» **Direction**: Write the next part of the forum thread below about eating cheese before bed and how it affects dreams, starting right after its final sentence.

I propose the following experiement and survey:

Pick your favorite cheese and have a few slices before bed time.  After dreaming try to summarize how you think your dreams have changed since eating cheese before bed.

Fill out survey:

1.  What type of cheese - and where was it made?

2.  How do you feel the cheese has affected your dreams?

Interesting and tasty  :smiley:

----------


## Howie

Well I am certainly a cheese lover. all kinds, every kind. + lots of it.
 I think it is effecting my arteries more so than my lucid dreams.

I never thought to look where it was made?!?

This does contradict the theory of eating before bedtime.  :tongue2:

----------


## Neruo

Yesterday I ate a big chunck of cheese and I had some nice loooong dreams =)

In one I actually played a videogame my brain made up for 10 minutes ^___^

----------


## danbarber

I was always told not to eat cheese before bed because it causes nightmares. However I will lay my sanity on the line in the name of science and eat cheese! *goes to the fridge*

----------


## meda vishni

Well, I eat a lot of stong white cheddar cheeses, often before bed. And I have a lot of LD's!

» **Recorded information**:
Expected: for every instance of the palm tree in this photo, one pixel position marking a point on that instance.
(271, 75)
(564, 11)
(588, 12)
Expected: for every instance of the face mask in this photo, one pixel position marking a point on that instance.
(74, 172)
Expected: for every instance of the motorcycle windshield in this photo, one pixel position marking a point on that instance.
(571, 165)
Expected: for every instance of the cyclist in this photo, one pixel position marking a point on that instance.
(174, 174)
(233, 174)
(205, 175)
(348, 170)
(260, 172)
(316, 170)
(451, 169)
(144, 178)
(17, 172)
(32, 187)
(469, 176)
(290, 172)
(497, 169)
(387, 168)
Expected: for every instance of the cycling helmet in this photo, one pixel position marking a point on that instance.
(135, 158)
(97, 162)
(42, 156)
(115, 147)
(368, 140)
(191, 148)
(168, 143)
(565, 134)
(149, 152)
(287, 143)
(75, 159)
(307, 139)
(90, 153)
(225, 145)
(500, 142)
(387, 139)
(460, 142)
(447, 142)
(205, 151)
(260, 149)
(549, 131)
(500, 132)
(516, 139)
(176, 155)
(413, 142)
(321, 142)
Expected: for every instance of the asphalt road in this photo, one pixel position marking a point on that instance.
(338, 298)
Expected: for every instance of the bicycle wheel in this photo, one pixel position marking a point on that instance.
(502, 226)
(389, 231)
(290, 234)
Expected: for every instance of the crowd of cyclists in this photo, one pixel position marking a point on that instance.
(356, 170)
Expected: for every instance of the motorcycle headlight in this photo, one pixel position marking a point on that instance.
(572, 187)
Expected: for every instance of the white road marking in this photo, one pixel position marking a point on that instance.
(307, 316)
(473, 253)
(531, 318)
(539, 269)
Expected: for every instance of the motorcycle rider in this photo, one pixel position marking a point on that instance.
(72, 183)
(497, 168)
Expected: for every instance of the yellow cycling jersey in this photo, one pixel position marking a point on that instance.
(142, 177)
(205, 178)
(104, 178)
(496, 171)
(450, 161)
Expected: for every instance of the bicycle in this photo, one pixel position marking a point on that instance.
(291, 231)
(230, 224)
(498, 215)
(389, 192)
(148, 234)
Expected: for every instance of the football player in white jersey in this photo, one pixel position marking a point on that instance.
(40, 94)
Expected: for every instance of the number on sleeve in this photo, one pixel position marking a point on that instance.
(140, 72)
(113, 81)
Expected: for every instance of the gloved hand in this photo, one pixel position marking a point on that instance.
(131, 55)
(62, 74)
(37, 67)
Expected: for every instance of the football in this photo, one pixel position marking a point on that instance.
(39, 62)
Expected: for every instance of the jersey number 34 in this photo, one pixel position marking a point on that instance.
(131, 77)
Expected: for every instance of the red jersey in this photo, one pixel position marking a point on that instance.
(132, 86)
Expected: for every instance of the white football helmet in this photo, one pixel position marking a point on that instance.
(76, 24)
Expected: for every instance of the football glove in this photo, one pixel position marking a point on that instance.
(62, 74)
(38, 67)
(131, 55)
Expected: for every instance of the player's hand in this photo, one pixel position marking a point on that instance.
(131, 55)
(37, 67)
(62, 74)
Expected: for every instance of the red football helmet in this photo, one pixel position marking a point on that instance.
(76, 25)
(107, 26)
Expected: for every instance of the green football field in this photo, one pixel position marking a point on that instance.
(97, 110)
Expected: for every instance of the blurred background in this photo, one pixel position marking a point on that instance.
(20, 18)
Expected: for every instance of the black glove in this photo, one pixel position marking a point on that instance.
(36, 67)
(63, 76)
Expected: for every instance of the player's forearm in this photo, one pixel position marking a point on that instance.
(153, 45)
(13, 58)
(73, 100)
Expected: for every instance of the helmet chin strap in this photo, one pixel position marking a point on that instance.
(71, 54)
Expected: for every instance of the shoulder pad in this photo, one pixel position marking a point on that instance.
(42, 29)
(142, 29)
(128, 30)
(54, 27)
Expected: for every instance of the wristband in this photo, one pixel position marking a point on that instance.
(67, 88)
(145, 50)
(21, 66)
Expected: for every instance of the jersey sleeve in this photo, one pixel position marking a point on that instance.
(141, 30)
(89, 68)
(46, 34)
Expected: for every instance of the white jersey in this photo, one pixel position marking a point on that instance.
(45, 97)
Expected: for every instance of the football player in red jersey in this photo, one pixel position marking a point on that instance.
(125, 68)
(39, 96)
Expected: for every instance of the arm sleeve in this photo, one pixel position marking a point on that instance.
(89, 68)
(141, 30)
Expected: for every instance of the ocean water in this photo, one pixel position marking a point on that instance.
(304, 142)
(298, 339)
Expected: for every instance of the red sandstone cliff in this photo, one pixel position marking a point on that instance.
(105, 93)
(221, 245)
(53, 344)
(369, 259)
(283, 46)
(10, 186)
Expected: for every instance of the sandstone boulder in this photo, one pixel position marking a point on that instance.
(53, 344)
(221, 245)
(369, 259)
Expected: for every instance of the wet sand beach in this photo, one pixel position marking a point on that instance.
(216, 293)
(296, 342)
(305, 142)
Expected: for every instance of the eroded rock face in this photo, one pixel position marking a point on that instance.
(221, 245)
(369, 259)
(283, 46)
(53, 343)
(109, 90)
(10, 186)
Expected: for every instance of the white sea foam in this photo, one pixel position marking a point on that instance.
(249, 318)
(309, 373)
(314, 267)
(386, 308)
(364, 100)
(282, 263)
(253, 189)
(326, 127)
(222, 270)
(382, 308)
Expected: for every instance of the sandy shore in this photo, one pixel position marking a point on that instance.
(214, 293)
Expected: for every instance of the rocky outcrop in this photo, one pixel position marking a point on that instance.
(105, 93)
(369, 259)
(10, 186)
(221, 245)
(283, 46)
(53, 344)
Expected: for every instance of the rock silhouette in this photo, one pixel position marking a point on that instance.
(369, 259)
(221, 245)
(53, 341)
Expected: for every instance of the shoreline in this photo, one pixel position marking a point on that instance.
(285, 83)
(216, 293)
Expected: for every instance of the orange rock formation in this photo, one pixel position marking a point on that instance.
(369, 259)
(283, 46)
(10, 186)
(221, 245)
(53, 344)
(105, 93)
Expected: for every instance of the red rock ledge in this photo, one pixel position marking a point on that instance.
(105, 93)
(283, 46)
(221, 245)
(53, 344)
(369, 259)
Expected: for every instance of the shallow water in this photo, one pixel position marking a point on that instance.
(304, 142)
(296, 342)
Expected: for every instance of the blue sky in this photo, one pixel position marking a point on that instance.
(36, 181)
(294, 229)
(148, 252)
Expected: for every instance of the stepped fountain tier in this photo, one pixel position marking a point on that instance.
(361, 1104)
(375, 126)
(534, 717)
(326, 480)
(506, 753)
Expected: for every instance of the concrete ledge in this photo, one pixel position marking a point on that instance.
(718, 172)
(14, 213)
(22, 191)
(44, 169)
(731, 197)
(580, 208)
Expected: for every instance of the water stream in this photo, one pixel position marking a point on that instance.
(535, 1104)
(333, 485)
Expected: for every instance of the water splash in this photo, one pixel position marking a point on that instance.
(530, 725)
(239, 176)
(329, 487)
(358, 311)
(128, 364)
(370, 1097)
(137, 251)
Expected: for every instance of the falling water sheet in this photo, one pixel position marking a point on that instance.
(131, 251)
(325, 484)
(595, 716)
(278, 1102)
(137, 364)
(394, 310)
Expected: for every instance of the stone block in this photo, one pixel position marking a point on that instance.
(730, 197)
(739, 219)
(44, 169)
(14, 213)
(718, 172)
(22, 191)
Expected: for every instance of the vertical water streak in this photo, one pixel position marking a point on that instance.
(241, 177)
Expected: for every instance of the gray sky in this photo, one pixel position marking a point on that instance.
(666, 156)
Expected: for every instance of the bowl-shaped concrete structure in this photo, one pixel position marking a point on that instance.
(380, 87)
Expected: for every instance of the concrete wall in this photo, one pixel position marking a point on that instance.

» **Response to this task**:
Maybe the strong taste left in my mouth stimulates my conscious senses just enough to give me the right balance between subconscious and conscious mindfulness to create a conscious awareness whilst dreaming - bringing on lucidity? Who knows, but damn! do I love cheese? yes.

----------


## Neruo

Cheese does not cause nightmares, that is nonsense.

I wonder what the effects of cheese, or fat in general, are on your brain itself... like the stuff around nerves are made of fat... maybe fat helps to create new memory(links) faster?

----------


## Valvo

Whoa, this is interesting. Didn't know cheese could do that. I eat lots of diffirent cheeses, specifically swiss cheese, Mmmm. But I have eaten it before bed... I gotta try this! (Eats three slices of swiss cheese without any breadstuffs) I hope this works!!!  :smiley:

----------


## Gez

Im eating a wad of EXTRA mature cheddar   ::mrgreen::

----------


## Neruo

> _Originally posted by Gez_
> *Im eating a wad of EXTRA mature cheddar *



Hmmmm....

By the way, my cheese-research doesn't really show any great results. Like the magic of cheese hasn't have that much effect on sleep... :0

----------


## lucid_touch

I have experimented with cheese before bed before.

It's very appetizing before bed. So your stomach doesn't keep you up. I advocate a different approach though.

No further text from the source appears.